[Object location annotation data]
========

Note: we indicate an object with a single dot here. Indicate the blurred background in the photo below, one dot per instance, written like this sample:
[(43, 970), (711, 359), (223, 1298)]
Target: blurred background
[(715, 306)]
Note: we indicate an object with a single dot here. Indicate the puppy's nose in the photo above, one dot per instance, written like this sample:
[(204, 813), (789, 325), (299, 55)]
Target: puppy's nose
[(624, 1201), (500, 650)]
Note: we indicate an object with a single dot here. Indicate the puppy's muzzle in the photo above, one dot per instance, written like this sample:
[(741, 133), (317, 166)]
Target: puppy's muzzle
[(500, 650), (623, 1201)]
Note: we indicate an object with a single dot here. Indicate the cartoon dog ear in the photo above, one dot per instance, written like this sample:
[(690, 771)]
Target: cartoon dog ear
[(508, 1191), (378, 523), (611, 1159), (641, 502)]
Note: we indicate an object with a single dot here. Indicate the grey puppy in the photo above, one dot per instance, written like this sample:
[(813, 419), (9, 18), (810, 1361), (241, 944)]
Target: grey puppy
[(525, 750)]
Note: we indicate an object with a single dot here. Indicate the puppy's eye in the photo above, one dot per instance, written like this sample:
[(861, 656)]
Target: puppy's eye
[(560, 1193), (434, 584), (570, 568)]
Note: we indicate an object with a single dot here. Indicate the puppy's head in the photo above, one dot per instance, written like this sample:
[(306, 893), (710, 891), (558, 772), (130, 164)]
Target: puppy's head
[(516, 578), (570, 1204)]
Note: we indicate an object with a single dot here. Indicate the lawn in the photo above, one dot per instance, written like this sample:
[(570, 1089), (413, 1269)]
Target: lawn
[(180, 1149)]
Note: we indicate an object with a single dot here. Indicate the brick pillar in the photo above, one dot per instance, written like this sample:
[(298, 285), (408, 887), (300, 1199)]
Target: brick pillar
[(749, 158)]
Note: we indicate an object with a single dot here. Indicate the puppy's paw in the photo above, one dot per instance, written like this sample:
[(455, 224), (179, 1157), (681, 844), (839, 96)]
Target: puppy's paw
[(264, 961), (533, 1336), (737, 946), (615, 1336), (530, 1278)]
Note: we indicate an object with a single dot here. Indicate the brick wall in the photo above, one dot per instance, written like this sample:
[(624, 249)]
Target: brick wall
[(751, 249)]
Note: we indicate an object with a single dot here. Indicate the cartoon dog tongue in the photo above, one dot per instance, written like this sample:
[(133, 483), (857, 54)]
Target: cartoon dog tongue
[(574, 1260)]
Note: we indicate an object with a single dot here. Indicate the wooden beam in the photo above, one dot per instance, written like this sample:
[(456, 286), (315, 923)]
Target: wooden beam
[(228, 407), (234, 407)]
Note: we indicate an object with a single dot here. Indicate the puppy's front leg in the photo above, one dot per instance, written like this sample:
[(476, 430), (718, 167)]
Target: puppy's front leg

========

## [Requirement]
Can you reproduce all of the data above line for line, with nothing altered?

## [Finished answer]
Note: we indicate an object with a single dot here. Indicate the blurred background in the photo below, one dot per instance, written like this sample:
[(43, 970), (711, 359), (223, 1298)]
Target: blurred background
[(715, 306)]
Note: we indicate an object with a single dot here. Indicate the puppy's nose in the photo above, one dot per instance, written like this sample:
[(204, 813), (789, 325), (299, 55)]
Target: puppy's nose
[(624, 1201), (500, 650)]
Note: we indicate an object with a single dot here. Indicate the puppy's muzzle in the photo above, one dot per instance, written like this sample:
[(741, 133), (317, 166)]
Target: puppy's muzzle
[(500, 650), (623, 1201)]
Note: we indicate an object with a single dot here. Indicate the cartoon dog ear in the photo above, one dot per instance, written like this sample:
[(690, 771)]
Target: cartoon dog ear
[(508, 1191), (378, 523), (611, 1159), (641, 502)]
Note: we indicate an object with a single dot here. Indicate the grey puppy in the photo above, one dot per instance, written like this sample:
[(813, 419), (9, 18), (810, 1361), (241, 944)]
Target: grey puppy
[(525, 750)]
Note: we indicate an object with a single dot here. Indicate the puppy's eye in the photo above, one dot per instance, written like this sample:
[(861, 656)]
Target: puppy's eye
[(560, 1193), (434, 584), (570, 568)]
Note: we indicate an object with a single dot here. Indicate the puppy's head in the photo above, one dot per instance, written like this sample:
[(306, 893), (710, 891), (558, 772), (130, 164)]
Target: puppy's head
[(516, 578), (570, 1204)]
Note: we indicate an object with a single dot here. Indicate the lawn in the photo above, one dot per instance, written like this sample:
[(570, 1089), (413, 1269)]
Target: lawn
[(180, 1149)]
Note: we indicate an object with a single dot here. Indicate the brick pillar in the photo above, one dot per instance, written like this sample:
[(298, 285), (408, 887), (300, 1199)]
Target: brick pillar
[(749, 158)]
Note: we indicate an object with a single dot here. Indicate the puppy's paw in the photo above, one dot per instance, written like this sample:
[(455, 224), (179, 1157), (681, 844), (839, 96)]
Target: puppy's paw
[(264, 961), (533, 1336), (737, 946), (615, 1336), (530, 1278)]
Note: we indicate an object with a single dot here. Indicate the brick wall in the photo above, one dot per instance, written like this sample:
[(624, 249)]
Target: brick wall
[(751, 249)]
Note: we indicate an object with a single dot here. Indicate the cartoon dog tongue in the photo above, one dot per instance, written like this sample:
[(133, 483), (857, 54)]
Target: cartoon dog tongue
[(574, 1260)]
Note: we indicate an object with a single dot here. Indicate the wooden beam in the photo above, one dot per instance, written like this sample:
[(456, 286), (315, 923)]
Target: wooden beam
[(228, 407), (234, 407)]
Note: we indicate an object with a single dot here. Indicate the puppy's front leg in the photo above, one dot per instance, written like this sample:
[(476, 430), (718, 167)]
Target: puppy's front leg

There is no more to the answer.